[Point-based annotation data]
------------------------
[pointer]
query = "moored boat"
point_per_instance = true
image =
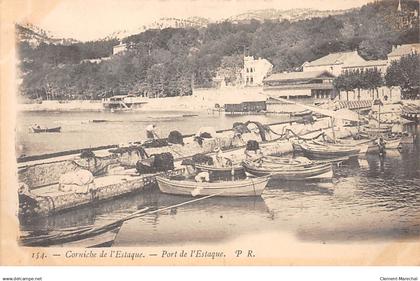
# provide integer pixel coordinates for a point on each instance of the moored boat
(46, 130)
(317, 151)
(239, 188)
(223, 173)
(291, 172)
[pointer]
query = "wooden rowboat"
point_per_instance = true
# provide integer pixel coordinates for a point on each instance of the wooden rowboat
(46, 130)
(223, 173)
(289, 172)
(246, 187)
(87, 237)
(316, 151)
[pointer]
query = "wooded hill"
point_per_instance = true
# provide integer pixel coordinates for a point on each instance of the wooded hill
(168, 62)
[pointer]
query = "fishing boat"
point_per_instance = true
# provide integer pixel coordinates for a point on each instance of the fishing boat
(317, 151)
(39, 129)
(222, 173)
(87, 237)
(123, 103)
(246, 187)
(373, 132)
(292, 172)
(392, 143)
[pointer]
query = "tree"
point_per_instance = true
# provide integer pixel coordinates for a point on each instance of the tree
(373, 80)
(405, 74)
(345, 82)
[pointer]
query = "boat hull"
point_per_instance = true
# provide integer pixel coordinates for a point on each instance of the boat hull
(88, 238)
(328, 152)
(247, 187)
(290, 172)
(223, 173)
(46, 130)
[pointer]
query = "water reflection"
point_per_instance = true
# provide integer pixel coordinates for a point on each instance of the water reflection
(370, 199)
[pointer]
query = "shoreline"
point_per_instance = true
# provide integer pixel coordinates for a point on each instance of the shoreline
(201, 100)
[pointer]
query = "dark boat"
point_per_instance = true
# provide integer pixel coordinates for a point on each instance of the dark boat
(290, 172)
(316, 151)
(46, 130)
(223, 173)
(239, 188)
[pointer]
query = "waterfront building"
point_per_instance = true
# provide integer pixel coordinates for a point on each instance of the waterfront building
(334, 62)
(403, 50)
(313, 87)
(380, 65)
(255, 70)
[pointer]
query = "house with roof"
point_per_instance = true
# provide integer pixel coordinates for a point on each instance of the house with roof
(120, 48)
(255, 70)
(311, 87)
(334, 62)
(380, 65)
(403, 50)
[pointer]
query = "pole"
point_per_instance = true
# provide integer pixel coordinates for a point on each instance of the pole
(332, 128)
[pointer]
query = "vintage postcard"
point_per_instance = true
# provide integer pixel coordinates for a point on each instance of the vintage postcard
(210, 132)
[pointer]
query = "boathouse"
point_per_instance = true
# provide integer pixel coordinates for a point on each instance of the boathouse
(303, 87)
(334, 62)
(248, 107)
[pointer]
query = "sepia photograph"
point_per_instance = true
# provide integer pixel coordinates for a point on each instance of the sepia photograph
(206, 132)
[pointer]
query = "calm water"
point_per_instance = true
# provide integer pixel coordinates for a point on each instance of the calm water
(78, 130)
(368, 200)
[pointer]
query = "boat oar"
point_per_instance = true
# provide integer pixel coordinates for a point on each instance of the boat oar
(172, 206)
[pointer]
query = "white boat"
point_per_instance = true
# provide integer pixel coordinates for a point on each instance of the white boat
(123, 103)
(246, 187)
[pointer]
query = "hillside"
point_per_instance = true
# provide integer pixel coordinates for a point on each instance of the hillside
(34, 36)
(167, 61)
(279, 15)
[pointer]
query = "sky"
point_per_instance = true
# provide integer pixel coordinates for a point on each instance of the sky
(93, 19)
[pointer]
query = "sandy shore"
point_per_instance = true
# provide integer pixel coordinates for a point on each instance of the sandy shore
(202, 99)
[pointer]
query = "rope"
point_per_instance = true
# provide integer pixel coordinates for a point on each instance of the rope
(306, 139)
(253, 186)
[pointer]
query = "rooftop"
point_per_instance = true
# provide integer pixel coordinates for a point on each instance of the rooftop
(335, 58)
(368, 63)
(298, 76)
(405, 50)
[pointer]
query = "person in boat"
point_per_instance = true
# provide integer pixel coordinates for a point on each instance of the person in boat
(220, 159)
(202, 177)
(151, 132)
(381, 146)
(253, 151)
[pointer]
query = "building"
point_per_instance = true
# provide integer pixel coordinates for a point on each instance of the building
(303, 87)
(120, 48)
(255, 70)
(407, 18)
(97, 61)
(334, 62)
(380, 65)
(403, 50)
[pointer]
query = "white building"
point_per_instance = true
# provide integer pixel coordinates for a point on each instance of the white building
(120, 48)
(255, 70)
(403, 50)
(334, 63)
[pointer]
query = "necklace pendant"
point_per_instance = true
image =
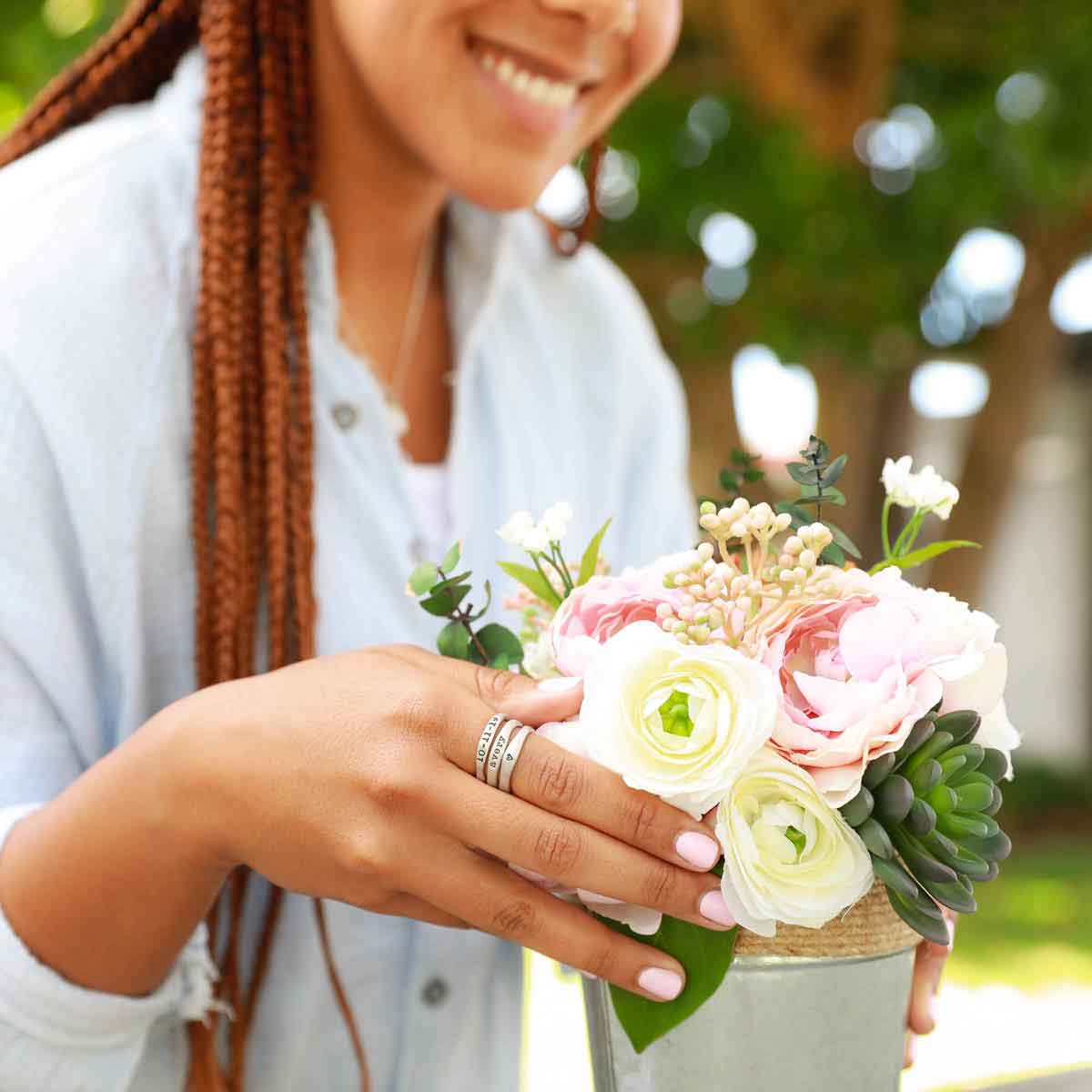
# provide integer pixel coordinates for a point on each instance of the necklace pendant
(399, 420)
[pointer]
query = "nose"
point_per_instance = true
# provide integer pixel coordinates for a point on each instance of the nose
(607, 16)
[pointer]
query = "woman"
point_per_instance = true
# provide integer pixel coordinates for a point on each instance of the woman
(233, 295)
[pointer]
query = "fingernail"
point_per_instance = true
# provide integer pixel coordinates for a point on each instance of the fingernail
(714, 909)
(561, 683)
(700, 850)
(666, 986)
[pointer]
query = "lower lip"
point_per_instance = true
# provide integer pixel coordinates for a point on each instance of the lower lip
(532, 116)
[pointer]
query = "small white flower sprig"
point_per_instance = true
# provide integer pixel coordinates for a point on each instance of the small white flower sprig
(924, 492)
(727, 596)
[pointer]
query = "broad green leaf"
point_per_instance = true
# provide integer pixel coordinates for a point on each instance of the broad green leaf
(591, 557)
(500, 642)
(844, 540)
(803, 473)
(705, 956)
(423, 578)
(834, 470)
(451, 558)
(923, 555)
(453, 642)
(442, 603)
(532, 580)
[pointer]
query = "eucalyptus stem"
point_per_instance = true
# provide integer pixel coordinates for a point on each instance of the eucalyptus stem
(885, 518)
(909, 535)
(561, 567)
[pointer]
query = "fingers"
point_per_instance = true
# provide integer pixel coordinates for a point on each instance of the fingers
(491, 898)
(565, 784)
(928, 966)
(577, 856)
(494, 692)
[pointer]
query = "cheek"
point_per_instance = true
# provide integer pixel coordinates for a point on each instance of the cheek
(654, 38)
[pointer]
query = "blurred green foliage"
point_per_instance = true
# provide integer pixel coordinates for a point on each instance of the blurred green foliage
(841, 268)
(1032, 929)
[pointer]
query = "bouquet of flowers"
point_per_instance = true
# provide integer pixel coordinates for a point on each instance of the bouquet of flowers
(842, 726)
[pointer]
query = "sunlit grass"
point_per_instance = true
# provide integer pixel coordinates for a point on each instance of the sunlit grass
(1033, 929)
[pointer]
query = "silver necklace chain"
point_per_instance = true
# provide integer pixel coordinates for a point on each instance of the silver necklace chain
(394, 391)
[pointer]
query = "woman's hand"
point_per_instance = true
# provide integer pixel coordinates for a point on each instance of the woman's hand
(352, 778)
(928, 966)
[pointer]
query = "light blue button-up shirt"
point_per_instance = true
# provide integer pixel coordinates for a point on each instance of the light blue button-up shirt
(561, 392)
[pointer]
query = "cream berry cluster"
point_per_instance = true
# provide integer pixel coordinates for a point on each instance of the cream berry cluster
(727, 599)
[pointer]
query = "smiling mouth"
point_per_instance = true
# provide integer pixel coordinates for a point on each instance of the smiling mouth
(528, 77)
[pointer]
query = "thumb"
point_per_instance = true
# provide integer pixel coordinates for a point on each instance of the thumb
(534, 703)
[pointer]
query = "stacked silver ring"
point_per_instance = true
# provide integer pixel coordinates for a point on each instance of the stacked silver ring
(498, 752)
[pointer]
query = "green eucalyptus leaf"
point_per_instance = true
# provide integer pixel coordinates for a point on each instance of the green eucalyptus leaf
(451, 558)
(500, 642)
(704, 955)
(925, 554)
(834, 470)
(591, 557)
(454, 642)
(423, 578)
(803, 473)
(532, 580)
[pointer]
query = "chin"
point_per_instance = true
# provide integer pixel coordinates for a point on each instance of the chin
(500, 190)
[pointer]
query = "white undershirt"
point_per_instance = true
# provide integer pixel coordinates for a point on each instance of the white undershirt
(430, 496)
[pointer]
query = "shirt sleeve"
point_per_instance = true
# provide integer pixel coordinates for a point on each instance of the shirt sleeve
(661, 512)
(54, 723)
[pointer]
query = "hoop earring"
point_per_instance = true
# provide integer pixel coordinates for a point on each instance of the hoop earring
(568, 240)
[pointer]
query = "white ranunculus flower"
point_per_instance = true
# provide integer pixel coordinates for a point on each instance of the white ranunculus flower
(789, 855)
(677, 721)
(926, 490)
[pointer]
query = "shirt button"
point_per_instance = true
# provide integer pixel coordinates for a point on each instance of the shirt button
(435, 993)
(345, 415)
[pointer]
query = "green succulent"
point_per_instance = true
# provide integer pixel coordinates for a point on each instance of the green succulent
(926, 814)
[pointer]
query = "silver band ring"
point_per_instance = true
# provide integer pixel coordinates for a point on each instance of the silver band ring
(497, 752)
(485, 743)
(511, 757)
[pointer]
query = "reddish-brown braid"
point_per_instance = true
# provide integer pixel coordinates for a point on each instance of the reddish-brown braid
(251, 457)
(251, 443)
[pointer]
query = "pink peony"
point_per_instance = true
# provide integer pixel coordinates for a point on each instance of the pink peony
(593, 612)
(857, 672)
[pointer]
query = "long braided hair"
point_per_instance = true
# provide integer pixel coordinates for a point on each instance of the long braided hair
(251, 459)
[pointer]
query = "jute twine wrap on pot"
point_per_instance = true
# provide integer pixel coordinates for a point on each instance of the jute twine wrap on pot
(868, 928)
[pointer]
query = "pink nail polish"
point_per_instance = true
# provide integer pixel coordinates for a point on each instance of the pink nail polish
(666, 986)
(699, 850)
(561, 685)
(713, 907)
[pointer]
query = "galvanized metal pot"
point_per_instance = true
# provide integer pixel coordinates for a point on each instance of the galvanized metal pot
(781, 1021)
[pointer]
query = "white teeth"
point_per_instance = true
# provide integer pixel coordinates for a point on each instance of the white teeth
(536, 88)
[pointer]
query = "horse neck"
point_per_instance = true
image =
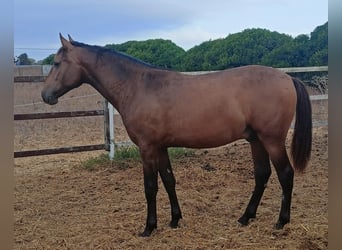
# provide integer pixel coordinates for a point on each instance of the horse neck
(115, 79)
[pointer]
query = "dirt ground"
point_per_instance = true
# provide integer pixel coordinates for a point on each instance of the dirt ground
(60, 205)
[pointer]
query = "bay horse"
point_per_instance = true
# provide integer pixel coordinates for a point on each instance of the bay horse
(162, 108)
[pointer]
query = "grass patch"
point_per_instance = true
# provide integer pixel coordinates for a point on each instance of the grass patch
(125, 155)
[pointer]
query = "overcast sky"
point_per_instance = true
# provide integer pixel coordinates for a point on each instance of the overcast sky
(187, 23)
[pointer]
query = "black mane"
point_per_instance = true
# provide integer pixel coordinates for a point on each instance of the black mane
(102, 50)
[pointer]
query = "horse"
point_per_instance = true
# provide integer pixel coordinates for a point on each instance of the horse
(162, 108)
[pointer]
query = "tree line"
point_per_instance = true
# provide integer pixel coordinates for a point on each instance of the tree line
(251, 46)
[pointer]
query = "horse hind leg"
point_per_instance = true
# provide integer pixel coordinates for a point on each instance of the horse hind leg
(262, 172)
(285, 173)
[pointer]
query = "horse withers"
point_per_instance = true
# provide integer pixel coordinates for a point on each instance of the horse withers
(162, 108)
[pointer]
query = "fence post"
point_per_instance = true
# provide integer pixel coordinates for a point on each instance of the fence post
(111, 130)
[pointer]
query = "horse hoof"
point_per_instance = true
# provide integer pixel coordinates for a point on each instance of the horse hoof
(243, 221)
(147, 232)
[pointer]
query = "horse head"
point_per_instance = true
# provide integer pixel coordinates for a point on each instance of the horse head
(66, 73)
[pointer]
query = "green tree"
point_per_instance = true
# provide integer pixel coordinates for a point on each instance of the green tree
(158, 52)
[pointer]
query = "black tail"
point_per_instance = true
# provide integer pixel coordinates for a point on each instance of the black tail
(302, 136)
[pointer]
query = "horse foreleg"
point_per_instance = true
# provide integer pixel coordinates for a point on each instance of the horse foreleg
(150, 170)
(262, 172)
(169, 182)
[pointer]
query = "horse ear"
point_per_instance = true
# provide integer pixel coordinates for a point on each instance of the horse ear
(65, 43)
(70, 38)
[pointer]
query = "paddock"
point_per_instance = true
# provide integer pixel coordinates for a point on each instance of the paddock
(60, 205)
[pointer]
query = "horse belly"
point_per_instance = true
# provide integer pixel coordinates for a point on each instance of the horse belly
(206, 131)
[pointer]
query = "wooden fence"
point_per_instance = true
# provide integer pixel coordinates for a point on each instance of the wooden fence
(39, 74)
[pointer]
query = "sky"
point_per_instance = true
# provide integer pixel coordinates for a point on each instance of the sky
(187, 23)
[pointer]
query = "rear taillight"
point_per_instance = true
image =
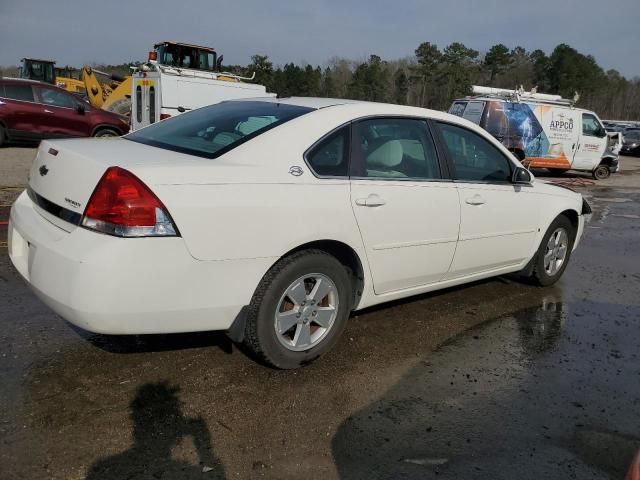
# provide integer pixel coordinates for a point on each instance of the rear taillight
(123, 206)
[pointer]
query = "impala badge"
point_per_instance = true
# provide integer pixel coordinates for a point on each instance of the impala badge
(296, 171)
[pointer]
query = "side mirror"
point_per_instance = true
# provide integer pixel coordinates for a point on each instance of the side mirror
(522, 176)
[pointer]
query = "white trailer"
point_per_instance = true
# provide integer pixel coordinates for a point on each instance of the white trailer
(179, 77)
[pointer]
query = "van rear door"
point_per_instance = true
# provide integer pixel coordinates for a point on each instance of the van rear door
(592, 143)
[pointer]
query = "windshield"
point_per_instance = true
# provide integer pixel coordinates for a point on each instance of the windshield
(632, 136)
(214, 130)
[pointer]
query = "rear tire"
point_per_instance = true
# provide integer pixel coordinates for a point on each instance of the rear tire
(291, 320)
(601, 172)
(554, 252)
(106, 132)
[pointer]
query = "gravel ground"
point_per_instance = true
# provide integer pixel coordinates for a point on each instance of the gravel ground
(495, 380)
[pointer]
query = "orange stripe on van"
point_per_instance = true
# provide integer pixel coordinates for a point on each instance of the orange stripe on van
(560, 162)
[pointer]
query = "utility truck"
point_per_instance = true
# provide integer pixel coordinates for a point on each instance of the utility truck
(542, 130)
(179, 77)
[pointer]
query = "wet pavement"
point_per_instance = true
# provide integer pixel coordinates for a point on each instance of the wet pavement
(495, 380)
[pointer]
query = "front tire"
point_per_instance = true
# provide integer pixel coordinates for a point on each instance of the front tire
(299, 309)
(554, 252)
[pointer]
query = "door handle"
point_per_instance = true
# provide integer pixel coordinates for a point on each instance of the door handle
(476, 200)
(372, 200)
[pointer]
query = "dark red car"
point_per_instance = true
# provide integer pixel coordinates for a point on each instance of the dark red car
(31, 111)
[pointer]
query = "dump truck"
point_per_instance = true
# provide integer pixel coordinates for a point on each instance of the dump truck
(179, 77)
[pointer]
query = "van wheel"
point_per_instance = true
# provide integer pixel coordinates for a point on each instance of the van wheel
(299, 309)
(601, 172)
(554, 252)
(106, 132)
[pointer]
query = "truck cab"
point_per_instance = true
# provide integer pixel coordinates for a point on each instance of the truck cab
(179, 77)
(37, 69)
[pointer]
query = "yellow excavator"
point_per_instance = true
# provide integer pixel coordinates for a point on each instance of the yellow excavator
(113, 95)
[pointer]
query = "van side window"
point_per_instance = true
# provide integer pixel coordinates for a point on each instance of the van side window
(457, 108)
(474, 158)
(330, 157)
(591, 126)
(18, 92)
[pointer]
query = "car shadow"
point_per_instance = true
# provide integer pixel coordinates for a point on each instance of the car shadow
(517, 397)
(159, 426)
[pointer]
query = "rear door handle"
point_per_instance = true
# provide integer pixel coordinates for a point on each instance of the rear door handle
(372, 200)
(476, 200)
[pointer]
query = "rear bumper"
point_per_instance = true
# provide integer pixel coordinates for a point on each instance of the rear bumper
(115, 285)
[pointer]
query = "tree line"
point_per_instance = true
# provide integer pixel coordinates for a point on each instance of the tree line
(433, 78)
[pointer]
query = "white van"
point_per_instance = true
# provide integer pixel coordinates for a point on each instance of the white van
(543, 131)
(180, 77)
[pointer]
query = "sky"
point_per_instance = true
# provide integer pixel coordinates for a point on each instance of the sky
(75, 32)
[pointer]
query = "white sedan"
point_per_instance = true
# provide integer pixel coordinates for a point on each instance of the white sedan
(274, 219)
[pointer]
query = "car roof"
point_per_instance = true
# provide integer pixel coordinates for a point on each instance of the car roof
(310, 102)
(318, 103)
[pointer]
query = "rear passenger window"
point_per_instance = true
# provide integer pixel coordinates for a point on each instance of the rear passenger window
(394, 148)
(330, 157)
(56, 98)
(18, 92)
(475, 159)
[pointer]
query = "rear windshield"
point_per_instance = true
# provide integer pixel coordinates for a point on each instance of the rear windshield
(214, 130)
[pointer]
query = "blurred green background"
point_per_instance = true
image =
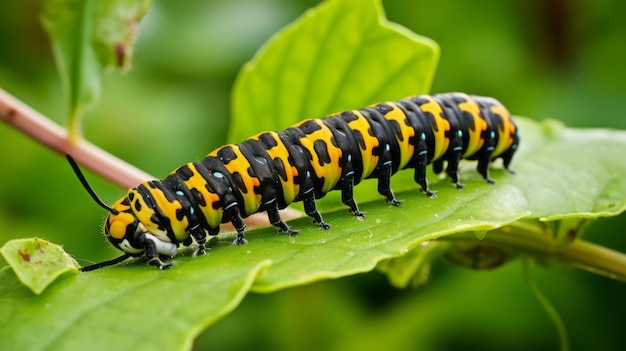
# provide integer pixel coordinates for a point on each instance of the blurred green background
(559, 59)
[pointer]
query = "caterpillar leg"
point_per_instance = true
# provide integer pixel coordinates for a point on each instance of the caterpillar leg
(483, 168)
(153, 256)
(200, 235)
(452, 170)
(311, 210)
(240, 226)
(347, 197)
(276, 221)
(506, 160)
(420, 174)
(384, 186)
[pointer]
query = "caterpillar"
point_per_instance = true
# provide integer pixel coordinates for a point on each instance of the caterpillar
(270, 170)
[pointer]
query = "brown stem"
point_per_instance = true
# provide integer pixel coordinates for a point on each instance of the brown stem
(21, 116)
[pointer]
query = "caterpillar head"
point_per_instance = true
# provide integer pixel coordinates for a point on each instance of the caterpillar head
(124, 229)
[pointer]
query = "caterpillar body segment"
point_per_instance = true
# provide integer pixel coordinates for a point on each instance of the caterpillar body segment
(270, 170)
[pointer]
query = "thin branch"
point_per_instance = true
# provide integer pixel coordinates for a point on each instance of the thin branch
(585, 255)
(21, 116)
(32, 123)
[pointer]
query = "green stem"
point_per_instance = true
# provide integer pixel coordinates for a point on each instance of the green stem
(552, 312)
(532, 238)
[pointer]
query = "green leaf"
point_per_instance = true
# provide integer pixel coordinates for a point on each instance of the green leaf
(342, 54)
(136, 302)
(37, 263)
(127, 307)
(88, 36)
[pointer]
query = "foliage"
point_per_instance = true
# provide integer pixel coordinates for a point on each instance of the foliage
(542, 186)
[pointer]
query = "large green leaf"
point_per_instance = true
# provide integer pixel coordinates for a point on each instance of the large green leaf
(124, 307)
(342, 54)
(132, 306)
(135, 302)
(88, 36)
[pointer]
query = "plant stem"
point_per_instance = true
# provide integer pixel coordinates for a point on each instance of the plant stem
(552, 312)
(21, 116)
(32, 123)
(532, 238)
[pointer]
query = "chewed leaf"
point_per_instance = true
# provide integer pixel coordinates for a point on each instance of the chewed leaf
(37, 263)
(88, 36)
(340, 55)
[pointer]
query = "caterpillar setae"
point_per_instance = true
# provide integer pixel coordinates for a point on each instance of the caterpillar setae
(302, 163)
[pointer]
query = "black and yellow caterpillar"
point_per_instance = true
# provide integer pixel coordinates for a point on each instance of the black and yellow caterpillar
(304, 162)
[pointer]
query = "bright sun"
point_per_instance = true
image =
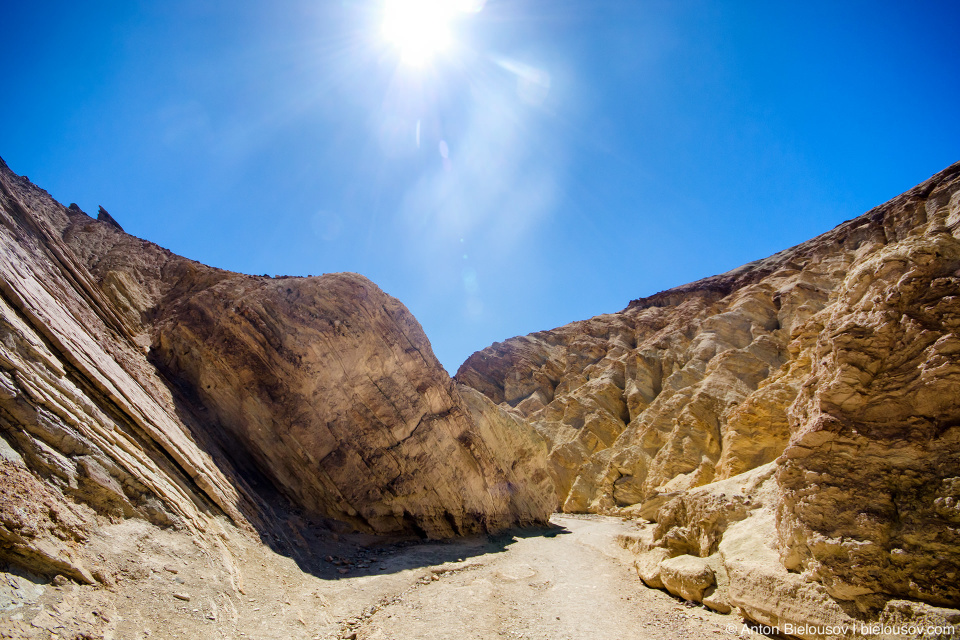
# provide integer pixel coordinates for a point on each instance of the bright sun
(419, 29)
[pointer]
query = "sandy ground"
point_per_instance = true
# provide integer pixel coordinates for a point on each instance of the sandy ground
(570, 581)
------------------------
Exercise aim: Count the lines in the records that contain the string "fingernail". Reply with the number only.

Output for this task: 2